### [RECORDED DATA]
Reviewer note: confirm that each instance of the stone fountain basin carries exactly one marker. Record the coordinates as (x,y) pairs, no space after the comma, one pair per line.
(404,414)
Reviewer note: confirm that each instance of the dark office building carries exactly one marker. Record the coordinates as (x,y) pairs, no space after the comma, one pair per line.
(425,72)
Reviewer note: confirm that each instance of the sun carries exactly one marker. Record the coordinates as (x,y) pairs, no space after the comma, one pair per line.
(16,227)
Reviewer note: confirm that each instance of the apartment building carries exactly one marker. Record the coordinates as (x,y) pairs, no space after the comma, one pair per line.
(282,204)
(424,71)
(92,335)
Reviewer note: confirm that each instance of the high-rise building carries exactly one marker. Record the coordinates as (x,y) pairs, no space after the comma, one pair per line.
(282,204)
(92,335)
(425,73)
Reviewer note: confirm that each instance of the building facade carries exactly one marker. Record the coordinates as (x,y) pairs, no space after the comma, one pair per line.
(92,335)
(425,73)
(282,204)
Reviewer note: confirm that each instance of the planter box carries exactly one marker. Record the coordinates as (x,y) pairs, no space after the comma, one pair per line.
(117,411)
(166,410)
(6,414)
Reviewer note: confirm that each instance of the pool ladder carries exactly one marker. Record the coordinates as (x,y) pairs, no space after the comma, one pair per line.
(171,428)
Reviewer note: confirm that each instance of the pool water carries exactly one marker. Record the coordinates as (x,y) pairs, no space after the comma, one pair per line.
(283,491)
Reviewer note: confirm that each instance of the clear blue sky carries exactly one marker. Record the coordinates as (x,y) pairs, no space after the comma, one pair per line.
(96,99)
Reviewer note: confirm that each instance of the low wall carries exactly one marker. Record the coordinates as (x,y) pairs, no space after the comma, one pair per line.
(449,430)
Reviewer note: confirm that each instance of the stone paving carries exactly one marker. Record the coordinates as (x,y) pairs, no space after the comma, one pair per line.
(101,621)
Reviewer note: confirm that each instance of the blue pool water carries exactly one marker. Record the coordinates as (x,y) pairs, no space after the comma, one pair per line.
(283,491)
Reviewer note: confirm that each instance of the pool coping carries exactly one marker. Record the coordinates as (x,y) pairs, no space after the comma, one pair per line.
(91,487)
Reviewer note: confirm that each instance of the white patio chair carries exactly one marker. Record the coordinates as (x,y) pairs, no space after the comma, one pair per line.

### [REQUIREMENT]
Starting at the line that contains "Reviewer note: confirm that each instance of the stone paving", copy each line exactly through the end of the listing above. Include that first line and the last one, and add nothing.

### [WRITTEN RESPONSE]
Reviewer note: confirm that each instance of the stone paving carries exactly one marker. Record the coordinates as (x,y) pairs, no space after the comma, one pair per line.
(101,621)
Reviewer note: confirm that each instance of the blue pool water carries exactly one marker. Record the coordinates as (x,y) pairs, no space after the comma, one pair per line.
(283,491)
Reviewer note: confirm that each instance of the pool coping carries exactly one marker. Record the coordinates as (x,y) pairs, no space after the comma, one pair per line.
(91,487)
Reviewer note: confirm that each instance of the white patio chair carries exactly one marker. Record the coordinates as (x,y) pairs, no space after the comma, one pair per line.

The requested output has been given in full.